[START Given data]

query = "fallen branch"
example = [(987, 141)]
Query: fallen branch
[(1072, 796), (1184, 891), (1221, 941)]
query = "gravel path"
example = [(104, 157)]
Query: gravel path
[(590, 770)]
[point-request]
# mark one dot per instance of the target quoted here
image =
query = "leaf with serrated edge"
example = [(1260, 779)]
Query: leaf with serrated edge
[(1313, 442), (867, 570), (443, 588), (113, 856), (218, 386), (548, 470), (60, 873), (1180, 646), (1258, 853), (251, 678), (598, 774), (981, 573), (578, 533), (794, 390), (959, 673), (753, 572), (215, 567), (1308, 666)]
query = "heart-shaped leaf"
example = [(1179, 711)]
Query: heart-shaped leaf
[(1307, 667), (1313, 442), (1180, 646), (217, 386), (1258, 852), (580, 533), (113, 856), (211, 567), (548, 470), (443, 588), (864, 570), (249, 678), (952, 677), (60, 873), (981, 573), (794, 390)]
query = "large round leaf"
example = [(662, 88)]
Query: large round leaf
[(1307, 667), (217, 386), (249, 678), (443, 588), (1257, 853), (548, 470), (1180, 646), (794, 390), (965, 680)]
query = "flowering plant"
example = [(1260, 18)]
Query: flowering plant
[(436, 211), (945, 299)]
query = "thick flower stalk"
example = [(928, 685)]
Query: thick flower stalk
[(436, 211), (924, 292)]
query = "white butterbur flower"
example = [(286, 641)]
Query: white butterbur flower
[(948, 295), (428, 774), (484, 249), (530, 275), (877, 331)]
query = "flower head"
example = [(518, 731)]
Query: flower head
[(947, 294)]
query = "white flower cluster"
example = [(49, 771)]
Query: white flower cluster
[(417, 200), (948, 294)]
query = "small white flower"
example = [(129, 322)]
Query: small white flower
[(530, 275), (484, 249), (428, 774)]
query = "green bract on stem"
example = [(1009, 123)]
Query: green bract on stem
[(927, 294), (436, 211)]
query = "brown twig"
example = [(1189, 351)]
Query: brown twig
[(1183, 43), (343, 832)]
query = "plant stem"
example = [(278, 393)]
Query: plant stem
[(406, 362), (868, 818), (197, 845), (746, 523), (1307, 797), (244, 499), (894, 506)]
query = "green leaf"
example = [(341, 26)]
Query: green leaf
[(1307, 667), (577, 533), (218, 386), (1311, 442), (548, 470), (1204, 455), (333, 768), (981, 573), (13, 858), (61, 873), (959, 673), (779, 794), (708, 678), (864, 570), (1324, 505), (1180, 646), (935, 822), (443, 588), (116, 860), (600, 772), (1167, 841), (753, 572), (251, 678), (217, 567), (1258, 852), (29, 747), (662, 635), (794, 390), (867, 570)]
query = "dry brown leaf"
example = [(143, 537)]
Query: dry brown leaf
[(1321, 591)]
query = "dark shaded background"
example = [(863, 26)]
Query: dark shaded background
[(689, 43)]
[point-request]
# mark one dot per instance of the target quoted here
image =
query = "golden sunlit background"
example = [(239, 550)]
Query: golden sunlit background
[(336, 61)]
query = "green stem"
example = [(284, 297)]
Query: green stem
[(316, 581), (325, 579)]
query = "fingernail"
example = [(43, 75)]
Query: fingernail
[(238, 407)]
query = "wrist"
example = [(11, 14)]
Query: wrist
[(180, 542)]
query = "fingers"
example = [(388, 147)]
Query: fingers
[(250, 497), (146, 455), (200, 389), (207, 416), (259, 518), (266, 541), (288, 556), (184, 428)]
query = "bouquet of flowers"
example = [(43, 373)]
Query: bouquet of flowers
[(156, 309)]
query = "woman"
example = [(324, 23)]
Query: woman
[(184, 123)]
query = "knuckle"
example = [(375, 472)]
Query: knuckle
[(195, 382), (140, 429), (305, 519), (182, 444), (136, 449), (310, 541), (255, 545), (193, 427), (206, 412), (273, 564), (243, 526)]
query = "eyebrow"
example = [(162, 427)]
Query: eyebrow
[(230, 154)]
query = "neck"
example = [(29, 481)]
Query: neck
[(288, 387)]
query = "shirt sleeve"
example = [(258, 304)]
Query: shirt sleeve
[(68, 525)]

[END Given data]

Your instructions
Format the entire listing above as a numbered list, one line per item, with blank lines omitted.

Solution to this exercise
1. query = "fallen branch"
2. example = [(987, 141)]
3. Query: fallen branch
4. [(1072, 796), (1184, 891), (1221, 941)]
5. query = "gravel path"
6. example = [(104, 157)]
7. Query: gravel path
8. [(590, 770)]
9. [point-request]
10. # mark one dot per instance of the target quoted here
11. image =
12. query = "leaf with serrated edge"
13. example = [(1260, 779)]
14. Query: leaf with serrated edge
15. [(1313, 442), (867, 570), (443, 588), (113, 856), (218, 386), (548, 470), (60, 873), (1180, 646), (1258, 853), (251, 678), (598, 774), (981, 573), (578, 533), (794, 390), (959, 673), (753, 572), (215, 567), (1308, 666)]
16. query = "heart-shaped leaf"
17. example = [(1179, 711)]
18. Query: heart-shaped leaf
19. [(1307, 667), (1313, 442), (1180, 646), (217, 386), (1258, 852), (580, 533), (113, 856), (211, 567), (548, 470), (443, 588), (864, 570), (249, 678), (952, 677), (60, 873), (981, 573), (794, 390)]
20. query = "large round leaf"
21. example = [(662, 88)]
22. Query: large round leaf
23. [(1307, 667), (217, 386), (249, 678), (443, 588), (1257, 853), (548, 470), (1180, 646), (794, 390), (965, 680)]
24. query = "flowering plant"
25. example = [(1260, 18)]
26. Query: flowering plant
27. [(436, 211), (945, 299)]
28. query = "thick flower stalk"
29. example = [(928, 685)]
30. Query: thick flower stalk
31. [(436, 211), (924, 292)]
32. query = "white butterbur flower"
33. example = [(286, 641)]
34. Query: white butterbur flower
35. [(948, 295), (428, 774), (484, 249), (530, 275), (877, 331)]
36. query = "flower head"
37. example = [(518, 731)]
38. Query: flower head
39. [(947, 294)]
40. query = "white flower cluster"
41. example = [(49, 771)]
42. Query: white flower cluster
43. [(417, 200), (948, 294)]
44. query = "small white flower"
45. example = [(129, 322)]
46. Query: small white flower
47. [(530, 275), (484, 249), (428, 774)]
48. query = "green bract on stem"
49. example = [(1009, 123)]
50. Query: green bract on stem
51. [(927, 294), (436, 211)]
52. query = "brown twig"
53. example = [(1189, 351)]
54. Query: brown twig
55. [(1183, 43), (343, 832)]
56. query = "plant stem"
57. example = [(278, 393)]
58. Query: plant stem
59. [(406, 362), (868, 818), (197, 845), (746, 523), (1307, 797), (244, 499), (894, 506)]
60. query = "green leaf"
61. example = [(341, 26)]
62. Query: green leaf
63. [(1307, 667), (577, 533), (218, 386), (1311, 442), (548, 470), (1204, 455), (333, 768), (981, 573), (13, 858), (61, 873), (959, 673), (779, 794), (708, 678), (864, 570), (1324, 505), (1180, 646), (935, 822), (443, 588), (116, 860), (600, 772), (1167, 841), (753, 572), (251, 678), (217, 567), (1258, 852), (29, 747), (662, 635), (794, 390), (867, 570)]
64. query = "dry brown leaf"
65. example = [(143, 537)]
66. Query: dry brown leaf
67. [(1321, 591)]
68. query = "dark shaded background"
69. example = [(863, 26)]
70. Query: dark shaded background
71. [(689, 43)]
72. [point-request]
73. # mark one dot per instance of the target quoted here
74. image =
75. query = "golden sunlit background"
76. example = [(239, 550)]
77. Query: golden sunlit background
78. [(336, 61)]
79. query = "green stem"
80. example = [(284, 297)]
81. Query: green stem
82. [(316, 581), (325, 579)]
83. query = "fingernail"
84. example = [(43, 75)]
85. Query: fingernail
86. [(238, 407)]
87. query = "wrist"
88. example = [(11, 14)]
89. Query: wrist
90. [(180, 542)]
91. query = "fingers"
92. example = [(388, 147)]
93. Query: fingers
94. [(250, 497), (146, 455), (200, 389), (207, 416), (259, 518), (266, 541), (288, 556), (184, 428)]
95. query = "bouquet of flowers"
96. example = [(43, 373)]
97. Query: bouquet of flowers
98. [(156, 309)]
99. query = "woman"
100. example = [(324, 23)]
101. Query: woman
102. [(184, 123)]
103. query = "knuckle"
104. example = [(375, 472)]
105. Query: knuckle
106. [(195, 382), (140, 429), (305, 519), (182, 444), (136, 449), (310, 541), (255, 545), (193, 427), (206, 412), (273, 564), (243, 526)]
107. query = "eyebrow"
108. example = [(162, 427)]
109. Query: eyebrow
110. [(230, 154)]
111. query = "neck"
112. example = [(29, 481)]
113. Query: neck
114. [(288, 387)]
115. query = "shirt sleeve"
116. example = [(258, 304)]
117. Query: shirt sleeve
118. [(68, 525)]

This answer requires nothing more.